EXERCISE TEXT.
# Picky, scratchy, and itchy--it's my dog not the 7 dwarfs!



## torilovesgsds (Feb 24, 2012)

Hello and before I begin, the insight I've gained on this board is invaluable--so to the posters, readers, administrators, thank you!:hug:

I have a 10 months old boy--he's been with me for about four months. I am having so much difficulty finding a kibble for him and I need some additional insight. 

First, for various reasons, I am sold on kibble. I've done ample research and appreciate the benefits of raw, but it won't work for us. That said, I would like to supplement the drawbacks of dry food the best I can. I am feeding _Orijen now (6 fish formula)_. 

My dog, Fynn, is extremely picky. He'll be ravenous some days and others it's as if he can't stand the food. He will literally walk over to the food, sniff and turn away in boredom. 

Second, he itches (scratches) like a mad man. The vet has prescribed something a little stronger than benadryl--we are on our second hot spot! I'll save my frustration over preventing the hot spots for another thread. 
The vet explained that he's a bit too young to do the allergy testing, so I'm fine with waiting this out, but I need to find a food that he will eat. That will minimize the scratching. 
Here are the foods I've tried:

Nutrisource 
Canidae
Taste of Wild

They have all been the grain-free formula and I've tried to stay away from chicken as the protein source. 

The vet now suggests I try something like Royal Canin. I am not too impressed with the reviews but if others have had success, perhaps I should try? 

So...my question is should I switch again or try to supplement the Orijen with wet food or something to entice him? Also, what to do about the itching??? 
Thank you for any help or direction!


----------



## GrammaD (Jan 1, 2012)

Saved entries
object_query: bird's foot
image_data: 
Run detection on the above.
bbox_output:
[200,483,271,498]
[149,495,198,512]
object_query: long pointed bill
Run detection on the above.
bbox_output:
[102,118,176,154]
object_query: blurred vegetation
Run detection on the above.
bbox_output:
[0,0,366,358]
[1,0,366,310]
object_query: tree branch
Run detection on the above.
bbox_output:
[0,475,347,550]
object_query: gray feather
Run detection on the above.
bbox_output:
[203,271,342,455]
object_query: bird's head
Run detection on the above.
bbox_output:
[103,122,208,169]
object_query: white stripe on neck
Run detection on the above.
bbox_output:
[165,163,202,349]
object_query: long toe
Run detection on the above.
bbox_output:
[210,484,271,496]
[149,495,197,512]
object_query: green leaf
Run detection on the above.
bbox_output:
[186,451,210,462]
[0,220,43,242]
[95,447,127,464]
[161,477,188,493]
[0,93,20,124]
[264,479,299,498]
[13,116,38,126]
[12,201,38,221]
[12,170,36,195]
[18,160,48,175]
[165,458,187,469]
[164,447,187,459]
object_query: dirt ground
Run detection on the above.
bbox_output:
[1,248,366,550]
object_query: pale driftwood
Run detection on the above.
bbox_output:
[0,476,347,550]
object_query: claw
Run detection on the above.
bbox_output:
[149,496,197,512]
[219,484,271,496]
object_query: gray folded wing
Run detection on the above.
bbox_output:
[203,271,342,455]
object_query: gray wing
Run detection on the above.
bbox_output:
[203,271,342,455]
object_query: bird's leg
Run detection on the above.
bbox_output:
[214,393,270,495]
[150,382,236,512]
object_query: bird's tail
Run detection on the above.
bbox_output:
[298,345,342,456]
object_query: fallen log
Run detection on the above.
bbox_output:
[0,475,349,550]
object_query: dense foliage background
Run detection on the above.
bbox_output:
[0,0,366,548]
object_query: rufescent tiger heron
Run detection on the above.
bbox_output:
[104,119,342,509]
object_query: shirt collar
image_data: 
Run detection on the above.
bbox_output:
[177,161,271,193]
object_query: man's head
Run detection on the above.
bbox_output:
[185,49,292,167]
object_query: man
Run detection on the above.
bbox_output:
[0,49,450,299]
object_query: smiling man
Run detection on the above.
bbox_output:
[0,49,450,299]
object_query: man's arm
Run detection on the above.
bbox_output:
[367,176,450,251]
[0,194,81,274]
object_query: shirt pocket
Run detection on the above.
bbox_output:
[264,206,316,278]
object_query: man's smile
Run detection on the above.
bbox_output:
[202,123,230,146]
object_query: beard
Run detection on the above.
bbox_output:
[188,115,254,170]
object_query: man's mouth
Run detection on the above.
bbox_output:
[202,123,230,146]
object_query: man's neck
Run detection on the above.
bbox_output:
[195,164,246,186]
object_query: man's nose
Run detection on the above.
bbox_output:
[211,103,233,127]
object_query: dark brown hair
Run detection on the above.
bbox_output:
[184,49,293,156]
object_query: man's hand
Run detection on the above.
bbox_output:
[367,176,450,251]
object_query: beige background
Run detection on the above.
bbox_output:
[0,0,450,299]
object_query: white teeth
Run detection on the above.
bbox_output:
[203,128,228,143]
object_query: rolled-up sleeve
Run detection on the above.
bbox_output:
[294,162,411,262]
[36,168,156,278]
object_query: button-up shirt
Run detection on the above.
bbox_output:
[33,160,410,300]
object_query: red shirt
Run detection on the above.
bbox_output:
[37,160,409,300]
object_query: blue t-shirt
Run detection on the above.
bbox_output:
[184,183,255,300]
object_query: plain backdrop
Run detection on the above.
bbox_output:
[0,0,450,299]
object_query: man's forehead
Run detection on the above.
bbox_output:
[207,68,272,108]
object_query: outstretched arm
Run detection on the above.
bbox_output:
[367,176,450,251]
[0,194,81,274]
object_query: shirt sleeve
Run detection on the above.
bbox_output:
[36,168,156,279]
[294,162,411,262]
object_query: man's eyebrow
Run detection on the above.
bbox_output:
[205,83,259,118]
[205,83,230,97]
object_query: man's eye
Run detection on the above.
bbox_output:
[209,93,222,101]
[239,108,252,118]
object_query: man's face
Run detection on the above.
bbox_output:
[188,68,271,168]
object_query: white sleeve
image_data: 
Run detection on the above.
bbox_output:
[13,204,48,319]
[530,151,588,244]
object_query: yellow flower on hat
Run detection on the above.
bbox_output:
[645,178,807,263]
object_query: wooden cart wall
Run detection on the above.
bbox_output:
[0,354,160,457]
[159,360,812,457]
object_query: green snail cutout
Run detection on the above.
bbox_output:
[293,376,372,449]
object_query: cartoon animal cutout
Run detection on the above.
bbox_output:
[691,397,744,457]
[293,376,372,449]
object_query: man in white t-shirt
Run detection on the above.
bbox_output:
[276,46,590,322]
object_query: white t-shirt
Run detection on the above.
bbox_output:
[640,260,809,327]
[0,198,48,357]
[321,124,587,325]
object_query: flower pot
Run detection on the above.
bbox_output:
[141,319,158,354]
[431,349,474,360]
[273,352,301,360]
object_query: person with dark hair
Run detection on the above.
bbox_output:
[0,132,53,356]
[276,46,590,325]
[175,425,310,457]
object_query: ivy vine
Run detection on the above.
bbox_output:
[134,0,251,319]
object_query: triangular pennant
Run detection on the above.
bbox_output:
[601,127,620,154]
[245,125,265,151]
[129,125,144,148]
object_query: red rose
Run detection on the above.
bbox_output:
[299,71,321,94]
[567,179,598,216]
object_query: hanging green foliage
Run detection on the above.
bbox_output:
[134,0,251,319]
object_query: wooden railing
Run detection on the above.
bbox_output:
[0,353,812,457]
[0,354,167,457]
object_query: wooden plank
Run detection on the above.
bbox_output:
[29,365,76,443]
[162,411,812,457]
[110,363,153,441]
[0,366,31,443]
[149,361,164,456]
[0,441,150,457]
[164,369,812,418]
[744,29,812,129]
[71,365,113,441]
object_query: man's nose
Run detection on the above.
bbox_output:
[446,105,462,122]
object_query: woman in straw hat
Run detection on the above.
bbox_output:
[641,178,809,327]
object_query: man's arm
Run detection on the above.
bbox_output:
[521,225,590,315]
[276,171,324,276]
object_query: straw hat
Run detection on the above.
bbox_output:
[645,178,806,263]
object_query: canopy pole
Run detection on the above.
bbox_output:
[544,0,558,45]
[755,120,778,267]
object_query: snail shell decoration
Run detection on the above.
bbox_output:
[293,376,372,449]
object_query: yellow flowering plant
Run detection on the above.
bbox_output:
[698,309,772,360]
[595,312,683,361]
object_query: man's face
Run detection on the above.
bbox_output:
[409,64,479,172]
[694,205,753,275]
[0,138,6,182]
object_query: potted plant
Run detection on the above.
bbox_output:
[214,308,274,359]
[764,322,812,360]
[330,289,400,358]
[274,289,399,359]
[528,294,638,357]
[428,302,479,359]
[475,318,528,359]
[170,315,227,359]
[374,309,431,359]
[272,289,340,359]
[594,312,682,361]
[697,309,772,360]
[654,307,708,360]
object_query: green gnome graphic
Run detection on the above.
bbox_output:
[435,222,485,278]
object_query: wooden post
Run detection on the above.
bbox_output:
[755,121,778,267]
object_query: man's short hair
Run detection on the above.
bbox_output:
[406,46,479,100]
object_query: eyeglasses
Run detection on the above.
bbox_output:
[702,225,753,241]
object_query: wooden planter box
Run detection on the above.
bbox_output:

EXERCISE INSTRUCTIONS.
1: Answer these questions about the dog-food thread:
(a) How old is the dog?
(b) What food, including the formula, is the dog eating now?
(c) What food does the vet now suggest trying?
2: Update the stretch of the dog-food thread from "Second, he itches" through "minimize the scratching.", changing "vet" to "veterinarian".
The saved entries have no connection to the thread.

RESULTS FOR THE EXERCISE.
1:
(a) 10 months old.
(b) Orijen, the 6 fish formula.
(c) Something like Royal Canin.

2:
Second, he itches (scratches) like a mad man. The veterinarian has prescribed something a little stronger than benadryl--we are on our second hot spot! I'll save my frustration over preventing the hot spots for another thread. 
The veterinarian explained that he's a bit too young to do the allergy testing, so I'm fine with waiting this out, but I need to find a food that he will eat. That will minimize the scratching.